Auch technisch ist „Operation Raccoon City“ dürftig. Statt Capcoms potenten Grafikmotor MT Framework zu nutzen, entschieden sich die Entwickler für ihre eigene Hexagon-Engine, die aber nicht annähernd vergleichbare Ergebnisse produziert. Trotz der veralteten Grafik leidet die vorliegende PS3-Version stellenweise unter deutlichem Tearing, auch regelmäßige Ruckler stellen sich im Laufe des Spiels ein. Die Match-Making-Funktion des Spiels braucht ewig und ist, vom Komfort her, ein schlechter Witz. Auf der PS3 könnt ihr „Operation Raccoon City“ ohnehin vergessen, wenn ihr nicht mit Freunden oder Bekannten eine Session vereinbart, denn auch sechs Jahre nach Release der Konsole verfügen immer noch gefühlt maximal ein Prozent ihrer Besitzer über ein Headset, was bei teambasierten Spielen wie diesem ein Todesurteil ist, ehe ihr Raccoon City überhaupt betreten habt.

Fazit, Sebastian Meinke

Die Bezeichnung „Müll“ wäre für „Resident Evil: Operation Raccoon City“ noch ein Kompliment. Ob Technik, Atmosphäre oder Spielspaß – bei diesem Machwerk stimmt absolut nichts. Wie Capcom zulassen konnte, dass ein externer Entwickler mit einem großen Namen wie „Resident Evil“ solches Schindluder treibt, ist mir ein Rätsel. Wie bei infektiösen Zombies gilt auch bei diesem Spiel: Unbedingt Abstand halten!

• [ANGEZEIGTE DATEN]
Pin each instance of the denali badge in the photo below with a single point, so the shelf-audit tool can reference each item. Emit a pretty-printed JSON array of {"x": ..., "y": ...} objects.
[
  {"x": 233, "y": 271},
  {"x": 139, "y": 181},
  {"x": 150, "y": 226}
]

• [ARBEITSAUFTRAG 1]
Zähle alle Bereiche auf, in denen laut dem Fazit der Quelle bei dem Spiel absolut nichts stimmt.
• [ARBEITSAUFTRAG 2]
Welche Engine verwendeten die Entwickler laut der Quelle statt Capcoms Grafikmotor MT Framework?
Die Daten stammen aus einer anderen Herkunft als die Quelle.

• [ANTWORT 1]
Technik, Atmosphäre, Spielspaß

• [ANTWORT 2]
Sie verwendeten ihre eigene Hexagon-Engine.